Point annotation records
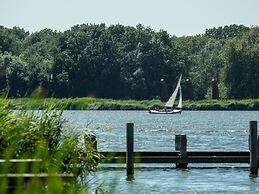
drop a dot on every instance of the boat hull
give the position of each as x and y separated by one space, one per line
173 111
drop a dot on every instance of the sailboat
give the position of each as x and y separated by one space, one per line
169 105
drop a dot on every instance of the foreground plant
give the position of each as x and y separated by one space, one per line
40 136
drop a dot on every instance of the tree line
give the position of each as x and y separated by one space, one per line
124 62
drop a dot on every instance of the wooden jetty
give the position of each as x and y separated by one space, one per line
181 157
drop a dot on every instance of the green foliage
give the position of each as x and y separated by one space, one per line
123 62
27 135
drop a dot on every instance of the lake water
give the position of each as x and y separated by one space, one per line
205 130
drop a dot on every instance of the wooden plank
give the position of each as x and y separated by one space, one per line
181 146
177 159
176 153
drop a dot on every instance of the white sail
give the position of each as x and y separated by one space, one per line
170 102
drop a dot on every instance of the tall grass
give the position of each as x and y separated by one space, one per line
39 136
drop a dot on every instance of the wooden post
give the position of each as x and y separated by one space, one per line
130 148
257 151
215 89
253 147
164 91
90 141
181 145
189 89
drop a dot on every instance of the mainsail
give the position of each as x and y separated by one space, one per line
170 102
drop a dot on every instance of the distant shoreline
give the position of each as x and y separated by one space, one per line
88 103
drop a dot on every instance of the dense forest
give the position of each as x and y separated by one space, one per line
123 62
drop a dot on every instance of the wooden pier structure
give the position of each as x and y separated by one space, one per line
181 157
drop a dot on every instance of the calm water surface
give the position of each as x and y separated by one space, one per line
205 130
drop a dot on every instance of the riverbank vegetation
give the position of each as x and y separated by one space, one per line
124 62
25 135
109 104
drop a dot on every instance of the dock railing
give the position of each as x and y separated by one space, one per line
181 157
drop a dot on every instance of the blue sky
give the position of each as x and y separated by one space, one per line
177 17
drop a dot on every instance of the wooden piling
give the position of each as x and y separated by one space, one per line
253 146
90 141
181 145
130 148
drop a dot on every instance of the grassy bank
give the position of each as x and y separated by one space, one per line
109 104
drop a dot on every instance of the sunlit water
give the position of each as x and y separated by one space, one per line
205 130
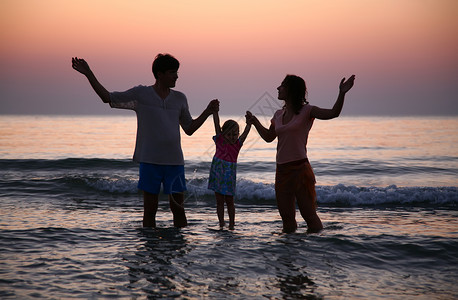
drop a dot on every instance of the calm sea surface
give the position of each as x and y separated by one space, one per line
70 215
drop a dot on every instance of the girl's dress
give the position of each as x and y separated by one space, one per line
224 166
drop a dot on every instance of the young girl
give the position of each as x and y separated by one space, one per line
224 165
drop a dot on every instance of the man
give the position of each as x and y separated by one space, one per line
160 113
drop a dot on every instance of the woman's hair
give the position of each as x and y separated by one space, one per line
164 62
296 91
229 125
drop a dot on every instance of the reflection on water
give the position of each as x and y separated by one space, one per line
360 151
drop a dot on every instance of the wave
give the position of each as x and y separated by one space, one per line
74 178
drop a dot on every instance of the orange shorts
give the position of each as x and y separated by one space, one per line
296 176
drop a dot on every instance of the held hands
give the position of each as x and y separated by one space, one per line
250 118
345 86
213 107
80 65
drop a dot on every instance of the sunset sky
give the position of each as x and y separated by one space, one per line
404 53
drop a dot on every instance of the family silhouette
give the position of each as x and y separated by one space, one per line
161 111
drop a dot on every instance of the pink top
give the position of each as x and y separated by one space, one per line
226 151
292 136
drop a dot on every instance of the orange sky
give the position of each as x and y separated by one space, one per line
403 52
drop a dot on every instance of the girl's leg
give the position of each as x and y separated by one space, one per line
307 208
287 208
220 208
230 210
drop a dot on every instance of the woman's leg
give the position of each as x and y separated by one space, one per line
220 208
287 209
306 205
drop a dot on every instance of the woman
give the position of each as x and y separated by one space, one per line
294 178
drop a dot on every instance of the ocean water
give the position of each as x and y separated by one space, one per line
70 215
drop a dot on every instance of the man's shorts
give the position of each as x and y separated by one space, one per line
152 176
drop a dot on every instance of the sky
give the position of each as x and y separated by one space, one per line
404 53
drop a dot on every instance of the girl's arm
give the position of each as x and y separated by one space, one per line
216 121
267 135
326 114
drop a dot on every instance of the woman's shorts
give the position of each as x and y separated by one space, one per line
294 177
152 176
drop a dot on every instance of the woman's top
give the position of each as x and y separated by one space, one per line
292 136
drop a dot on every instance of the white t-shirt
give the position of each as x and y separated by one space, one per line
158 121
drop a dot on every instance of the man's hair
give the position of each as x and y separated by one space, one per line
164 62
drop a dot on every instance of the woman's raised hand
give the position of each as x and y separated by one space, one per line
345 86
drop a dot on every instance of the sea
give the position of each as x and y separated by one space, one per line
71 215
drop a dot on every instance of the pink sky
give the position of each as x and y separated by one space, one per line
404 53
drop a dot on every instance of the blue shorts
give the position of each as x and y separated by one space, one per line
152 176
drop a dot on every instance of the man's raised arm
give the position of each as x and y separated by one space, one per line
82 66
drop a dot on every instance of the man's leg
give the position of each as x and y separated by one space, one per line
150 203
230 210
176 201
220 208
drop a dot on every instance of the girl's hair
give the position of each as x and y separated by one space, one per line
164 62
296 91
229 125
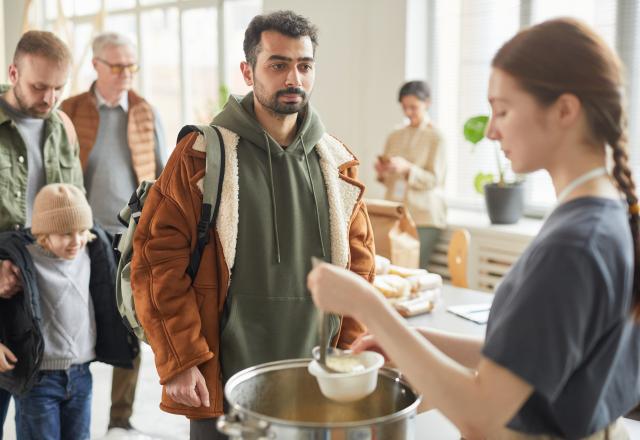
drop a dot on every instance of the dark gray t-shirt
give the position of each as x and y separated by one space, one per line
560 321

#### OBJECTIVE
Could you repeat the records from the line with "drop a dot on every instance of the man's shorts" up to and including the final line, replacing each "separated by one space" with "divided by a single space" and keeping everything else the same? Omit the pictures from your answer.

#### THE RESPONSE
drop a dot on every instance of the man's shorts
give the position of each as x and y divided by a single space, one per line
152 176
drop a dot on every instance of the sky
give the position of each as x and y divided by a single space, one per line
404 53
drop a dot on every instance of the girl's arm
give the position of each as x and y divided by a single space, one per line
216 121
267 135
326 114
drop a dot on every instance of the woman's shorts
give the position of each as x and y divided by a single space, one per line
294 177
152 176
drop a dot on every instance of the woman's top
give the position of each as x and y divided by a single space, one per line
292 136
drop a dot on every instance of the white t-shirt
give the position of each as x and y divided by a single space, one per line
158 121
drop a dot on every instance of the man's hair
give the position of each as x and y divided by a single space, one per line
164 62
drop a dot on every instance of the woman's raised hand
give the position of each as x and y divided by a single space, one per line
345 86
drop a dot on every instance of the sea
give the position of each as x and y divided by a single space, one per line
71 215
drop a dot on every instance of the pink sky
give the position of each as x and y divided by a single space, one per line
404 53
drop a dot on every instance of the blue shorts
give the position of each as x and y divided by a single space, one per line
152 176
drop a dot on every instance of the man's raised arm
give the position of each as x and y divided by a single space, one per line
82 66
drop a dot on every instance of the man's leg
give the position of each as x and y divided by a single space, one per line
150 203
230 210
176 201
220 208
drop a dot on every instance of the girl's hair
give the position of each as x and y divided by a single space, one per line
164 62
296 91
229 125
drop a dot on every instance of the dark gray t-shirt
give the position of each as x and y divided by a single space, one per line
560 321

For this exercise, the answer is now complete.